▶ _Direction_:
Nothing but the lines from the line with "Objective: provide one point per instance of the string" through the end of the data is to be copied, and each is to be copied exactly.

▶ _Dataset content_:

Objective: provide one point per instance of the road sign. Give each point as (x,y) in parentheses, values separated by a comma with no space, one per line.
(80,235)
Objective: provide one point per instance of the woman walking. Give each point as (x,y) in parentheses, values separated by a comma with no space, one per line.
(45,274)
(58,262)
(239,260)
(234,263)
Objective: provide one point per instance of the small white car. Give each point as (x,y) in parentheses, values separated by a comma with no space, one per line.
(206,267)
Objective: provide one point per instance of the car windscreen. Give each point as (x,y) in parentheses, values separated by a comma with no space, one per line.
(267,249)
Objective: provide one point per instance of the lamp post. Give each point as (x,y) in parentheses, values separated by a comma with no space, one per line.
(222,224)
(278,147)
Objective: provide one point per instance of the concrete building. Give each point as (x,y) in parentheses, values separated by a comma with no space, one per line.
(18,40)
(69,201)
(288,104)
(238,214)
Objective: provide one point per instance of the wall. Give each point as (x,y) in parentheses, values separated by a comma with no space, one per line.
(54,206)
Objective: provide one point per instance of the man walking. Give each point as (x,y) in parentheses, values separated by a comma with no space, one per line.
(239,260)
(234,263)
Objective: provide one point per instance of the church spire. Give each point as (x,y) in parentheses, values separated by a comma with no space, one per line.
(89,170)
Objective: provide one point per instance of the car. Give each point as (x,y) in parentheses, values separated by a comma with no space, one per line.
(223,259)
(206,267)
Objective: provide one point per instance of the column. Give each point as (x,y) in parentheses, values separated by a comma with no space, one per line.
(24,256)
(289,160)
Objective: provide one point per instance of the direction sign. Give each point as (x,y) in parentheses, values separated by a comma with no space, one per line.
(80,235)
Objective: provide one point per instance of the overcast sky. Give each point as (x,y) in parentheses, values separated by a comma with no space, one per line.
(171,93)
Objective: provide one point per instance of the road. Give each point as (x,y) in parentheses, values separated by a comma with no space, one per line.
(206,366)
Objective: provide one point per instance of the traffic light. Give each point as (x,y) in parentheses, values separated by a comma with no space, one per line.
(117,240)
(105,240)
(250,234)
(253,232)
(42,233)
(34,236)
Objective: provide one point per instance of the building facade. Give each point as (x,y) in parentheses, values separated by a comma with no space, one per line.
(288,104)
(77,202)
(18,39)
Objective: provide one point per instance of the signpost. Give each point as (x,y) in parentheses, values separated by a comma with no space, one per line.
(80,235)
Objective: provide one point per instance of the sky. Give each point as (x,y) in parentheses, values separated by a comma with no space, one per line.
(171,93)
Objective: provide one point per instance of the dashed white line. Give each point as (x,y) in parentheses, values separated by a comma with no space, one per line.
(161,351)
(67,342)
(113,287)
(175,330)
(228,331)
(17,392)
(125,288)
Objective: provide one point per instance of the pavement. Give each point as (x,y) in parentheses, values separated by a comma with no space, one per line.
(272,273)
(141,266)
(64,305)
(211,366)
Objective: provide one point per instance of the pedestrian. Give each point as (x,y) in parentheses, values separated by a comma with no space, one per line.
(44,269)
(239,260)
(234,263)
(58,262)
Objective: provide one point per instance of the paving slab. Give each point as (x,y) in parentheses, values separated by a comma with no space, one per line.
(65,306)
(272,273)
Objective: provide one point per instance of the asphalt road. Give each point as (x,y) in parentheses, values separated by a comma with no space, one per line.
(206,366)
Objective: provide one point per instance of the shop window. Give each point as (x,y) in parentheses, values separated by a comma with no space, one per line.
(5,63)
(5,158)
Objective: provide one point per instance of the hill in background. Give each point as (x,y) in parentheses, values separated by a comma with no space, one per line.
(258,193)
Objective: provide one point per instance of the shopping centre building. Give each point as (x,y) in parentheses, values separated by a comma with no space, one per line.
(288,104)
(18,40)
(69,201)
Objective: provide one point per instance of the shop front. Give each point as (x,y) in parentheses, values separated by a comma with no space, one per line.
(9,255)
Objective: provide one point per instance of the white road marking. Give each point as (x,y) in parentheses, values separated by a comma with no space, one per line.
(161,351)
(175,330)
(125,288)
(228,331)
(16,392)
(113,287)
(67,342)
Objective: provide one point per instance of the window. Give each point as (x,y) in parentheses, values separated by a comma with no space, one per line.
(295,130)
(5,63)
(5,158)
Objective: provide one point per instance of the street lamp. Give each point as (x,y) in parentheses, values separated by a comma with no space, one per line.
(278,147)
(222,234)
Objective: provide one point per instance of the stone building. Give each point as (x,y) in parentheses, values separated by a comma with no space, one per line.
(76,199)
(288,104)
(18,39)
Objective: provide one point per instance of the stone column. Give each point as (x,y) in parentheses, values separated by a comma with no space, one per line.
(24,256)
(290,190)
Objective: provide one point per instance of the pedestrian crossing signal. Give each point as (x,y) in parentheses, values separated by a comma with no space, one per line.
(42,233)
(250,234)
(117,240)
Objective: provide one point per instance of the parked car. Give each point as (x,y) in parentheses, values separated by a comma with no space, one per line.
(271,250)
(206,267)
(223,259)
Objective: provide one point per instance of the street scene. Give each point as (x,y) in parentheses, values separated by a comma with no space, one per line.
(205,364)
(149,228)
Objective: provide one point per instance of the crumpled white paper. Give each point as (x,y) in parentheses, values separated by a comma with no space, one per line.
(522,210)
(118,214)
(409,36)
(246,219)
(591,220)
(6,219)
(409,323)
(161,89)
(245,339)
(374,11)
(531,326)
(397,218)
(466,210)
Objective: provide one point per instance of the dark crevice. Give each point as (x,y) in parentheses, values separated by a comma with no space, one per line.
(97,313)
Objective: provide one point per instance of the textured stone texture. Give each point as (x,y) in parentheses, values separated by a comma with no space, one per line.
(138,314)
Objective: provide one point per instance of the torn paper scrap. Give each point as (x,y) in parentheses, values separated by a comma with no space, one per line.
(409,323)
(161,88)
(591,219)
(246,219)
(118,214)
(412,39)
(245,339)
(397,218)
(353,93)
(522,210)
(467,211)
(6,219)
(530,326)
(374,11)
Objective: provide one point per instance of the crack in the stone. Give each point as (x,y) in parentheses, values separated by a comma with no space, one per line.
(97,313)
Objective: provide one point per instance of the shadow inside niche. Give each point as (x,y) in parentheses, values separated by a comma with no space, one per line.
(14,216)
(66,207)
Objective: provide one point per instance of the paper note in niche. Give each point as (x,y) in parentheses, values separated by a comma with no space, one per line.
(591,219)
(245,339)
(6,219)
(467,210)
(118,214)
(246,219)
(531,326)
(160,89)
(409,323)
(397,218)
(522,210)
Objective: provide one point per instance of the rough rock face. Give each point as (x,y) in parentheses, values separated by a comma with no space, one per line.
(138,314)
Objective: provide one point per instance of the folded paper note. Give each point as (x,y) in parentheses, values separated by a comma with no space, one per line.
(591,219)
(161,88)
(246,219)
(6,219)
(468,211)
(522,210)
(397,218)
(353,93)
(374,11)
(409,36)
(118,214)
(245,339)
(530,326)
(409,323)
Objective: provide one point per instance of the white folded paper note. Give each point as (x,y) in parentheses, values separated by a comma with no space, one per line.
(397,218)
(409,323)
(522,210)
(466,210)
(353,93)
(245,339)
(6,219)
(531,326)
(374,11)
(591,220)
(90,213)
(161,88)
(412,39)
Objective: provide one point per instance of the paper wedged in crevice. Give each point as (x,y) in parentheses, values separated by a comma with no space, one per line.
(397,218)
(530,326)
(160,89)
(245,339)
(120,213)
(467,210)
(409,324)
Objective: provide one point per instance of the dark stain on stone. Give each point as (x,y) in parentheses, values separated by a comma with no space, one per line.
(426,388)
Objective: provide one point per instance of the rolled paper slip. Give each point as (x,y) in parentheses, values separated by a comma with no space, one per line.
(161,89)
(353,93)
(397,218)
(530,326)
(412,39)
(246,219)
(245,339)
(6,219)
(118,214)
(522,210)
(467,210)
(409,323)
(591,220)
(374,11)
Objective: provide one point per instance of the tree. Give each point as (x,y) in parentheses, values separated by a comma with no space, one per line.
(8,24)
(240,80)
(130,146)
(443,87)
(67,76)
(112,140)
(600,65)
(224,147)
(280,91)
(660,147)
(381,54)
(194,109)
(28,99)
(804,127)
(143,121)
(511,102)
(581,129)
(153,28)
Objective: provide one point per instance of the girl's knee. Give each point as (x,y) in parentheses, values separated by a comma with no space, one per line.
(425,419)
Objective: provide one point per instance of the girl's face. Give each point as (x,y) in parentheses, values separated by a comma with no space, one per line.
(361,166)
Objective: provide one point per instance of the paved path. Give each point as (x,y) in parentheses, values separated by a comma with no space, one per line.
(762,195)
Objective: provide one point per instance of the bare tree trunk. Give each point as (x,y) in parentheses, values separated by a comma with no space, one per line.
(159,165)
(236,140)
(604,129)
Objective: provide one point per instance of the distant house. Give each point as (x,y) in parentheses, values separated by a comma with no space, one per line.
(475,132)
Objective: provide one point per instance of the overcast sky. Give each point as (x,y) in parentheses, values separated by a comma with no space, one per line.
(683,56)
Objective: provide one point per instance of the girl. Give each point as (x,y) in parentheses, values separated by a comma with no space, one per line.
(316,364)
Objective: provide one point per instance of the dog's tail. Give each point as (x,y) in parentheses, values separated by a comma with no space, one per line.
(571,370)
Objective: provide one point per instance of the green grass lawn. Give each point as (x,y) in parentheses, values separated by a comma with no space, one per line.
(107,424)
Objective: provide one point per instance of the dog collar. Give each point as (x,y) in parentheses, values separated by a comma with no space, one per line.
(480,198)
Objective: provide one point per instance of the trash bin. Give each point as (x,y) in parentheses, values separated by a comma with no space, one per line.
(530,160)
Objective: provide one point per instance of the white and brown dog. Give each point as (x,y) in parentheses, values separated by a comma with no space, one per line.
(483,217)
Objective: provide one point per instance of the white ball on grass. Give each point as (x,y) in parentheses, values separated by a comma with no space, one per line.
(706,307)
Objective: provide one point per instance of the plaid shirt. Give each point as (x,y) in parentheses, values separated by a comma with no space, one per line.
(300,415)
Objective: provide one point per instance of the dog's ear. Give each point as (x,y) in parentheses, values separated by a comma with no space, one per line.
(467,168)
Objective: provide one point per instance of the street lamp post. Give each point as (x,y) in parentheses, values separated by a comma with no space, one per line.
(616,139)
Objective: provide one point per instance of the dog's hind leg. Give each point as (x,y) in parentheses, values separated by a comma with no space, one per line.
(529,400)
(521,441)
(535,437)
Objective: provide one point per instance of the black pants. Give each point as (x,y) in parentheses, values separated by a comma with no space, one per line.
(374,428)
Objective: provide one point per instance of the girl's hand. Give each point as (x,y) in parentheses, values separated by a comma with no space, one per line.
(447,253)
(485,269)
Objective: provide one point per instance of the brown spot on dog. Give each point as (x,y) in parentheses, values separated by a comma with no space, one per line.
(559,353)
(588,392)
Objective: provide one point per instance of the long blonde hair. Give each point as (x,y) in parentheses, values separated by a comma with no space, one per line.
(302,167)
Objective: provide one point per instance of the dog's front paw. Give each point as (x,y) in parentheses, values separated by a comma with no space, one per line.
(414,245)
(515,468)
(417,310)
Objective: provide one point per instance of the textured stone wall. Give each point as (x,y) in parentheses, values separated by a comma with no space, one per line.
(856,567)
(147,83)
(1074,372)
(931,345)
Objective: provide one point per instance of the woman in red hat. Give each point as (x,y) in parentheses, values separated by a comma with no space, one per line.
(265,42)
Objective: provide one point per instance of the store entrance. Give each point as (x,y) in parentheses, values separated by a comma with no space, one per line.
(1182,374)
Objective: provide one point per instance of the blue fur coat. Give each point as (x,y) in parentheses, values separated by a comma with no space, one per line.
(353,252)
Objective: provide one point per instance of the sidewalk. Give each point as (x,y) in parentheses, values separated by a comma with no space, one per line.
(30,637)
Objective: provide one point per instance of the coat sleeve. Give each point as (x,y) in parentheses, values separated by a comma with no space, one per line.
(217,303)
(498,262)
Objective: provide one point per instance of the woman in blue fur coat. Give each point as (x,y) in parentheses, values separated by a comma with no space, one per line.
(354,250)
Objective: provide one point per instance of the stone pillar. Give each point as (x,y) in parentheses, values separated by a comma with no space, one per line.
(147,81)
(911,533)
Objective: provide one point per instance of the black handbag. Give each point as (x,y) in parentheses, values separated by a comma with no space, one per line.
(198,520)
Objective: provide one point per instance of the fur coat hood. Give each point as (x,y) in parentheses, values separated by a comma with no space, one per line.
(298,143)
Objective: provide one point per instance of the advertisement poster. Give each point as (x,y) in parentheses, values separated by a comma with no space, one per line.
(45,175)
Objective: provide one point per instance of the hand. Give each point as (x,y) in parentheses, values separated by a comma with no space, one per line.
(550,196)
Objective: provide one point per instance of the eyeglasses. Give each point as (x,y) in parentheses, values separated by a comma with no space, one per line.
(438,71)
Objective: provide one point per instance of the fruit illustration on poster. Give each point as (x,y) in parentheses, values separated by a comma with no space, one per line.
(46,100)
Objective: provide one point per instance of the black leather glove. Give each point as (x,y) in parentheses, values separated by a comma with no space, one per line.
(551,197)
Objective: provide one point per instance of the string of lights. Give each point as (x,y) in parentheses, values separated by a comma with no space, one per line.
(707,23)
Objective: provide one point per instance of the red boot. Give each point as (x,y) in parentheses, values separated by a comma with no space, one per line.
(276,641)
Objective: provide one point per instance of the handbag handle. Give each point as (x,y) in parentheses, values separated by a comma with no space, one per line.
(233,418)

▶ _The completed task_:
Objective: provide one point per instance of the string of lights. Give each point as (x,y) in parentheses, values separated by a comma with no space, one per line.
(707,23)
Objective: provide one point per instance of the red boot. Give each point as (x,y) in parentheses, values separated by a comma with no space, one per line.
(276,641)
Objective: provide one point per instance of the handbag handle. Give each point as (x,y) in parentheses, values separated by a comma with no space, one per line.
(233,418)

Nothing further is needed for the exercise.